• **WRITTEN PROBLEM**:
Which lines in the data below contain the word "yellow"? Copy each of those lines in full, treating uppercase and lowercase as different.
---- ROWS
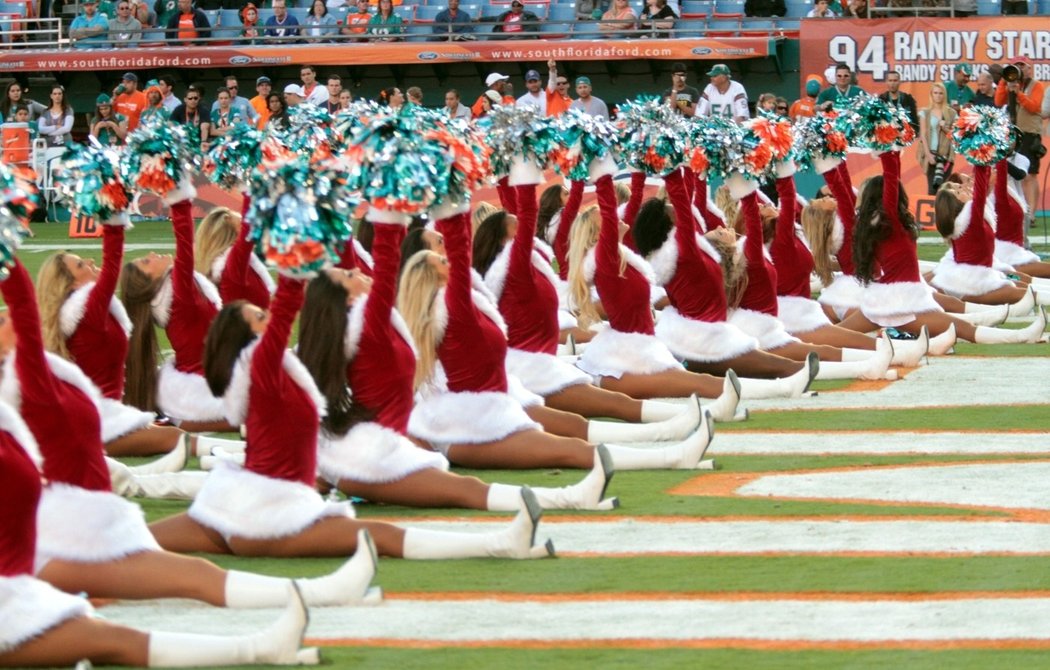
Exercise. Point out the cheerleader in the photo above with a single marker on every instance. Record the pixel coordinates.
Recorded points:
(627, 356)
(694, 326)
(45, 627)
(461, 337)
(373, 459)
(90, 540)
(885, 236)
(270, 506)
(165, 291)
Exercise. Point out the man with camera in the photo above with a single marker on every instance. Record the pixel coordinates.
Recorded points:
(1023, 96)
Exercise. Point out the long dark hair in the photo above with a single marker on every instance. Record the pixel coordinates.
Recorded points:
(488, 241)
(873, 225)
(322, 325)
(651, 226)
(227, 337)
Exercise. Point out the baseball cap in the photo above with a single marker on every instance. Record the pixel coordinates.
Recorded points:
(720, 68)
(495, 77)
--------
---- ROWS
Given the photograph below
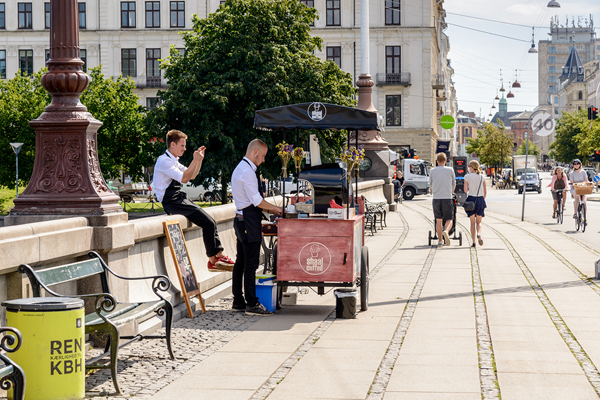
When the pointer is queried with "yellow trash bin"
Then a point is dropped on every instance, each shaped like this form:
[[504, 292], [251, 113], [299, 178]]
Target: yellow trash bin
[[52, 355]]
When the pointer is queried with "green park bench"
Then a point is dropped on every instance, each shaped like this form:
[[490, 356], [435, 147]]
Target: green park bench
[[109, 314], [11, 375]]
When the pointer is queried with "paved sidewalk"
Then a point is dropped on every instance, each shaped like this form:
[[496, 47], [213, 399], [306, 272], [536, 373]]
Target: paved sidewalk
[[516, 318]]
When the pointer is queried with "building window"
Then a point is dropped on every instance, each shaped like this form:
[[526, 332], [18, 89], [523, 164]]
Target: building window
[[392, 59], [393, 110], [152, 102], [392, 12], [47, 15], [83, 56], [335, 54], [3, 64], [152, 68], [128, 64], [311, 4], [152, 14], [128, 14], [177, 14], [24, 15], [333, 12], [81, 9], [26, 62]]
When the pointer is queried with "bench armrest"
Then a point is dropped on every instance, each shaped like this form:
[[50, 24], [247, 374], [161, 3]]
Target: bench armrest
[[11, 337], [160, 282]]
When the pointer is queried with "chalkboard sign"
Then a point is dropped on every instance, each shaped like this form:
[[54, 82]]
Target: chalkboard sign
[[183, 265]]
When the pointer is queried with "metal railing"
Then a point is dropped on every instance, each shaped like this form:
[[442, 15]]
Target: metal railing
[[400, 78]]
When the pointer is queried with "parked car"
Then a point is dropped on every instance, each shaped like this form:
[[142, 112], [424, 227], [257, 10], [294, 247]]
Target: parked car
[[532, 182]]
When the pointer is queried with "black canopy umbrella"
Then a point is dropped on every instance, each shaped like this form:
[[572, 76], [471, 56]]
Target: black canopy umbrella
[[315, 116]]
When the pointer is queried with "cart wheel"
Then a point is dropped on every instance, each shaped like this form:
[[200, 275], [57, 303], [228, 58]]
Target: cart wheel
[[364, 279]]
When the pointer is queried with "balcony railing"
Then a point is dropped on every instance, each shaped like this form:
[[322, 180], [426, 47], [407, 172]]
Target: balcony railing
--------
• **WORKED ANSWER**:
When the pointer is queried with "yellow trash bin"
Target: yellow trash bin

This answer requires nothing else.